### Text provided

How Do You Measure Psychological Safety During Incidents? (Or Should We?)

I’m wrestling with something that’s probably familiar to anyone who’s scaled an engineering organization: how do you know if your incident culture is actually psychologically safe?

Context: Scaling Reveals Culture Gaps

When we were a team of 25 engineers, I felt like I had a good sense of our incident culture. I was in most incident channels, attended most postmortems, talked to people regularly. It felt healthy.

Now we’re 80+ engineers across multiple teams. And I’m noticing something: some teams are incredibly open in their postmortems - sharing detailed insights, acknowledging mistakes, proposing ambitious improvements. Other teams produce postmortems that feel sanitized, surface-level, defensive.

Same company. Same policies. Same postmortem template. Different cultures.

The Measurement Question

My instinct is: if I can’t measure it, I can’t improve it. So I started thinking about metrics for psychological safety during incidents:

Potential Metrics I’ve Considered:

  1. Participation rates in postmortem discussions

    • How many people contribute to the discussion?
    • Are ICs speaking up or just managers?
    • Theory: Higher participation = more safety
  2. Number of contributing factors identified

    • Are we finding 2-3 factors or 10-15?
    • Theory: More factors = deeper system thinking, less fear
  3. Anonymous feedback scores

    • Post-incident survey: “I felt safe sharing my perspective” (1-5)
    • “I believe we’ll learn from this incident” (1-5)
    • Theory: Direct measurement of safety perception
  4. Retention rates of incident participants

    • Do engineers who lead incident response stay or leave?
    • Theory: If people leave after incidents, safety is low
  5. System improvements per incident

    • How many actual system changes result from postmortems?
    • Theory: Real improvements indicate the process is valuable, not just theater
  6. Time to postmortem completion

    • How quickly do teams complete postmortems?
    • Theory: Faster = more eager to learn (vs dragging feet to avoid shame)

The Fundamental Tension

But here’s what I’m struggling with: the act of measuring psychological safety might undermine the safety you’re trying to create.

### Extracted information
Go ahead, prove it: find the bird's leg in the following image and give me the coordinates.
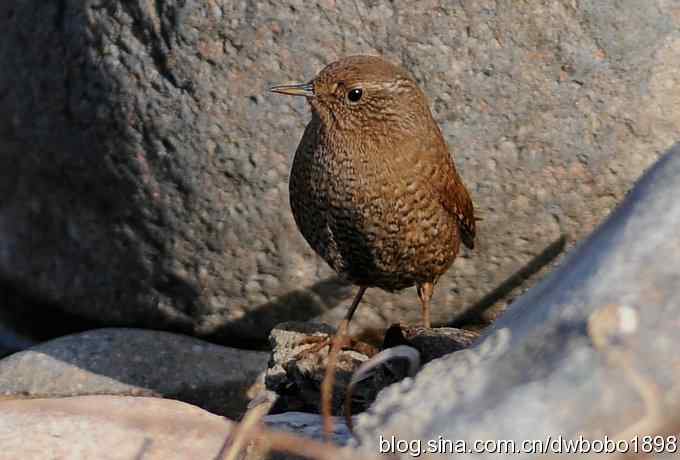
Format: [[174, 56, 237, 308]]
[[321, 286, 366, 440], [416, 281, 434, 329]]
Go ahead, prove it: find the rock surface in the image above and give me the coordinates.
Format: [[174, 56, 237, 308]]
[[0, 329, 269, 419], [266, 322, 479, 416], [0, 0, 680, 343], [264, 322, 377, 414], [356, 144, 680, 458], [0, 396, 232, 460]]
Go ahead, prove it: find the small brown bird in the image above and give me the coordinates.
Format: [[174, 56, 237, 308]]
[[271, 56, 475, 328]]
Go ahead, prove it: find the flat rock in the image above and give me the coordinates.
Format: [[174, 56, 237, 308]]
[[356, 144, 680, 458], [0, 329, 269, 419], [264, 322, 377, 414], [0, 396, 233, 460], [0, 0, 680, 344]]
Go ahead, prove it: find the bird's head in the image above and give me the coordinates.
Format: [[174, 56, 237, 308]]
[[271, 55, 432, 138]]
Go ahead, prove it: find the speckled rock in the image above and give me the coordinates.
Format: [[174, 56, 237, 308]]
[[0, 0, 680, 343], [356, 144, 680, 458], [0, 396, 233, 460], [0, 329, 269, 419]]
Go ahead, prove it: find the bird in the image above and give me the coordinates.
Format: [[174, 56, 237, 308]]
[[270, 55, 476, 330]]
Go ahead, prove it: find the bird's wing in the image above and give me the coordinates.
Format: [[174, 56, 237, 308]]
[[440, 167, 476, 249]]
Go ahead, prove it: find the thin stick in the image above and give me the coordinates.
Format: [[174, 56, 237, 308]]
[[321, 286, 366, 441]]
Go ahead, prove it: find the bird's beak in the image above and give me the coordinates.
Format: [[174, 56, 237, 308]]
[[269, 82, 314, 97]]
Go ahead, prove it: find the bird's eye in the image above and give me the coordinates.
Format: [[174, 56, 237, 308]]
[[347, 88, 364, 102]]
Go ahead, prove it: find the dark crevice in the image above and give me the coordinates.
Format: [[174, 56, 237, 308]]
[[54, 0, 67, 31]]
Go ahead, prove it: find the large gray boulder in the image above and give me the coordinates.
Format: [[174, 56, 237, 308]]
[[0, 396, 234, 460], [0, 329, 269, 420], [357, 144, 680, 458], [0, 0, 680, 343]]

### Goal
Reproduce word for word the part of the post on measuring psychological safety during incidents, starting with "Same company. Same" and going on through "to the discussion?".

### The output
Same company. Same policies. Same postmortem template. Different cultures.

The Measurement Question

My instinct is: if I can’t measure it, I can’t improve it. So I started thinking about metrics for psychological safety during incidents:

Potential Metrics I’ve Considered:

  1. Participation rates in postmortem discussions

    • How many people contribute to the discussion?